ARTICLE =
· · · · · · ·

This is unsurprising in light of the 2013 Contract and 2015 Loan Commitment, the two
agreements that the parties’ contemplated would be assigned to Park 700 Pacific. The 2013
Contract likewise defined the two Units together as the “Units,” set a single total price for the
Units, specified that the Units were encumbered by a single first mortgage lien held by Doral Bank,
and specified that FCSB held a security interest which required its consent for a transfer of the two
Units. (2013 Contract.) The 2015 Loan Commitment, which contemplated a first- and secondmortgage loan, was specifically written “to finance the acquisition of property described in
Paragraph F.” (2015 Loan Commitment.) Paragraph F required that the first-mortgage loan “must
be secured by . . . a first mortgage on condominium Unit No. 2 . . . and on condominium Unit
100,” and that the second-mortgage loan “must be secured by . . . a second mortgage on Units 2
and 100.” (Id.) Although Plaintiffs were not party to these agreements, they entered the business
19
relationship for the purpose of receiving assignment of those agreements. “[A]ll writings which
form part of a single transaction and are designed to effectuate the same purpose must be read
together, even [if] they were executed on different dates and were not all between the same
parties.” JN Contemp. Art LLC, 507 F. Supp. 3d at 500 (alterations in original). When read in
conjunction with the parties’ Side Letter and OA, these documents further reinforce that the
parties’ expectation was to consummate a deal for both the Garage Unit and Retail Unit.
Confronted with the clear intent evinced by the face of these documents, Plaintiffs point
to a single parenthetical clause from the Side Letter:
As all Members are aware, the Company is expecting to receive an assignment of
the purchase contract (which is to be revised to state a higher purchase price based
on which financing has been obtained, among other changes) for the acquisition of
the commercial condominiums Unit #2 and Unit #100 on Pacific Street, Brooklyn,
New York (the “Real Property”) from the current purchaser at or prior to the
closing of this transaction.”

· · · · · · ·

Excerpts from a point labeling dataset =
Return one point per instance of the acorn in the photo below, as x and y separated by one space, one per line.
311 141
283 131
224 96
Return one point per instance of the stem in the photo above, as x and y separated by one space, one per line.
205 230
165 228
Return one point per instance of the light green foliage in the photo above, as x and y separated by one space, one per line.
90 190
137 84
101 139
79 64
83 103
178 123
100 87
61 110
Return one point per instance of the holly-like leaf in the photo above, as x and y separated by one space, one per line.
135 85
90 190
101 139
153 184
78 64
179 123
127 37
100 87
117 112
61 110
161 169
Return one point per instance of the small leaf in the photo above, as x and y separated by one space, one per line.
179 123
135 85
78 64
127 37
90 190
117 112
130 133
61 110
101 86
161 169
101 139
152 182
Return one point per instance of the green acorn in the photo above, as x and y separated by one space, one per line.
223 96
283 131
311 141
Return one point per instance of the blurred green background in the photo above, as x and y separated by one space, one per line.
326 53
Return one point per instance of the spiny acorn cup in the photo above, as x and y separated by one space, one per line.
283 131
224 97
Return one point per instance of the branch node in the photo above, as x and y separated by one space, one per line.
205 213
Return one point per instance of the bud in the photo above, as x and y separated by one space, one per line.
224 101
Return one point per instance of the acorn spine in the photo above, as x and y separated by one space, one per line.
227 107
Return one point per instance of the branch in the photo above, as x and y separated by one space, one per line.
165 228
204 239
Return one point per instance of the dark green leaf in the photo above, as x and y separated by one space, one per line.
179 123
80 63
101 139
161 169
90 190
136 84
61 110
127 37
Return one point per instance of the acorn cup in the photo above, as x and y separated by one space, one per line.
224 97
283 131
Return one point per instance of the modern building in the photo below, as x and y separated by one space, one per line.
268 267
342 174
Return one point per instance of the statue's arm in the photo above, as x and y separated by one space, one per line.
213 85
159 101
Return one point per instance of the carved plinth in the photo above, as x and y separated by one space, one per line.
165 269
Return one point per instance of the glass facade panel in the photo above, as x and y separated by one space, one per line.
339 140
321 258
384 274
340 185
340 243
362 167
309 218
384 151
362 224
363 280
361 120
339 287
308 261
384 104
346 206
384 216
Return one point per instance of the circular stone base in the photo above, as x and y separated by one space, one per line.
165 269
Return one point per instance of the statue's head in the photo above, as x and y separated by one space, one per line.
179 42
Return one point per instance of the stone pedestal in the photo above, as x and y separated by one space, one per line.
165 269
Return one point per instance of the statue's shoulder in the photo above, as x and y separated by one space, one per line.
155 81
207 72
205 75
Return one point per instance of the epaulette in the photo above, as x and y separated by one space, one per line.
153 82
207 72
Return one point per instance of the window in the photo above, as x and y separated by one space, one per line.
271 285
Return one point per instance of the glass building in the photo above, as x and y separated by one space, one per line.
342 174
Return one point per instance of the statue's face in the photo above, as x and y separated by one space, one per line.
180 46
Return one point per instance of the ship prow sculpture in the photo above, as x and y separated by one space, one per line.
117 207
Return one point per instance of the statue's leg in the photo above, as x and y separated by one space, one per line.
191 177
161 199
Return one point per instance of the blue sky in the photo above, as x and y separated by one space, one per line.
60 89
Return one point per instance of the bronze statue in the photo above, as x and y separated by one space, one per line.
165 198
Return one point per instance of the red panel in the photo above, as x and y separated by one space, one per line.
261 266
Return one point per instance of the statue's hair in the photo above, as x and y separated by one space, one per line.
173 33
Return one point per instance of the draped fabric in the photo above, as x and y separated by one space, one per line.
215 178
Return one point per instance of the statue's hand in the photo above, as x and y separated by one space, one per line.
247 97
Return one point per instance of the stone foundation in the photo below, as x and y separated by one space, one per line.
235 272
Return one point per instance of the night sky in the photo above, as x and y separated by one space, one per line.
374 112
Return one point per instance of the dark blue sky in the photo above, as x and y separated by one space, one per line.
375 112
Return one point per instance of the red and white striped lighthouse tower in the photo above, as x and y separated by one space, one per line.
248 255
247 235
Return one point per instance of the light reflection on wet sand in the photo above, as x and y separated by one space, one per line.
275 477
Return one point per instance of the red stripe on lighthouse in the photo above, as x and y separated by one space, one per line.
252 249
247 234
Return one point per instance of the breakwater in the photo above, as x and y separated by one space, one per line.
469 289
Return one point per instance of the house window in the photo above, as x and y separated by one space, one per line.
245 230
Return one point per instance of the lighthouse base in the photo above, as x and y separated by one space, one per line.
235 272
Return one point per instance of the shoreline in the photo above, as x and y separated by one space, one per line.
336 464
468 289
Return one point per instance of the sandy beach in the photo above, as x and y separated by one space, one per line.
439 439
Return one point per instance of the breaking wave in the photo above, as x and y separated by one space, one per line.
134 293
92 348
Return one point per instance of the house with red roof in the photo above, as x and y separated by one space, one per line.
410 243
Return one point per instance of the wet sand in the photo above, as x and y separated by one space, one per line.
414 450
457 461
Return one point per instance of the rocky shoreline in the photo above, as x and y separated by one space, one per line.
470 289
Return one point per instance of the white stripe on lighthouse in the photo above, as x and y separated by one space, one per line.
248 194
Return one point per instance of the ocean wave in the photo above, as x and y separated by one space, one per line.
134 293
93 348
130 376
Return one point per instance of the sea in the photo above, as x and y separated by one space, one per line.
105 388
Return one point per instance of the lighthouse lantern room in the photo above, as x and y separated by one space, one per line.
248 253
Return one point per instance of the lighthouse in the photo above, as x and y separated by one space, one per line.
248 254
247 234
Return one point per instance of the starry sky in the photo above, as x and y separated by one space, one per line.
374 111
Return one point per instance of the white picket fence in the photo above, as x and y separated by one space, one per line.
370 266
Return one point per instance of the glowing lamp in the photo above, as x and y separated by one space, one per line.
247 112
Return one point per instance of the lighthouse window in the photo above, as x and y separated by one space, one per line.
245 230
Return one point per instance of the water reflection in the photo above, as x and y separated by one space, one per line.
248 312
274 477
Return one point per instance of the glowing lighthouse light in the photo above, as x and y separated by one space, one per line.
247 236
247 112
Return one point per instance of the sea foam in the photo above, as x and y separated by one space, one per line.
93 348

· · · · · · ·

EXERCISE TASKS =
• a. Answer each question from the court opinion excerpt:
(i) Which bank held the single first mortgage lien on the Units under the 2013 Contract?
(ii) Under Paragraph F, what must secure the second-mortgage loan?
(iii) According to the Side Letter, on what street are commercial condominiums Unit #2 and Unit #100 located?
• b. Can you carry the court opinion excerpt forward, starting right after the Side Letter passage it quotes?
The entries are separate material with no connection to the court opinion excerpt.

RESPONSES IN ORDER =
• a.
(i) Doral Bank
(ii) A second mortgage on Units 2 and 100
(iii) Pacific Street, Brooklyn, New York

• b.
(Side Letter (first emphasis added).) Plaintiffs argue that the parenthetical language from this
passage indicates “the parties knew at the time they signed the Side Letter that Defendant Concord
was going to be assigning a contract with different terms than the 2013 Contract.” (Pls. Opp’n at
3.) But while it is true that the parties anticipated some different terms, those were not just any
terms. Rather, the evidence supports that the referenced changes were ones that the parties were
already aware of at the time they signed the Side Letter, and there is no evidence whatsoever that
the parties contemplated completely eliminating one of the two Units. Between the signing of the
2013 Contract and the signing of the Side Letter in May 2015, Jacobov had received the 2015 Loan
Commitment from FCSB. The 2015 Loan Commitment provided financing for the purchase of
the two Units at a price higher than what Concord had originally agreed to. Accordingly, when
the parties signed the Side Letter, they were aware that the 2013 Contract would be amended to
reflect this higher price and financing, and they acknowledged as much in the letter’s parenthetical
20
language. Plaintiffs themselves acknowledge this in their own 56.1 Statement. (See Pls. 56.1
Stmt. ¶ 9 (“In January 2015, FCSB, Shaya Pacific, and Concord (through Jacobov) began
finalizing their negotiations for the FCSB to issue a loan commitment to Concord Arena to fund
its closing on the 2013 Contract at an increased purchase price of $4,325,000.00.”).)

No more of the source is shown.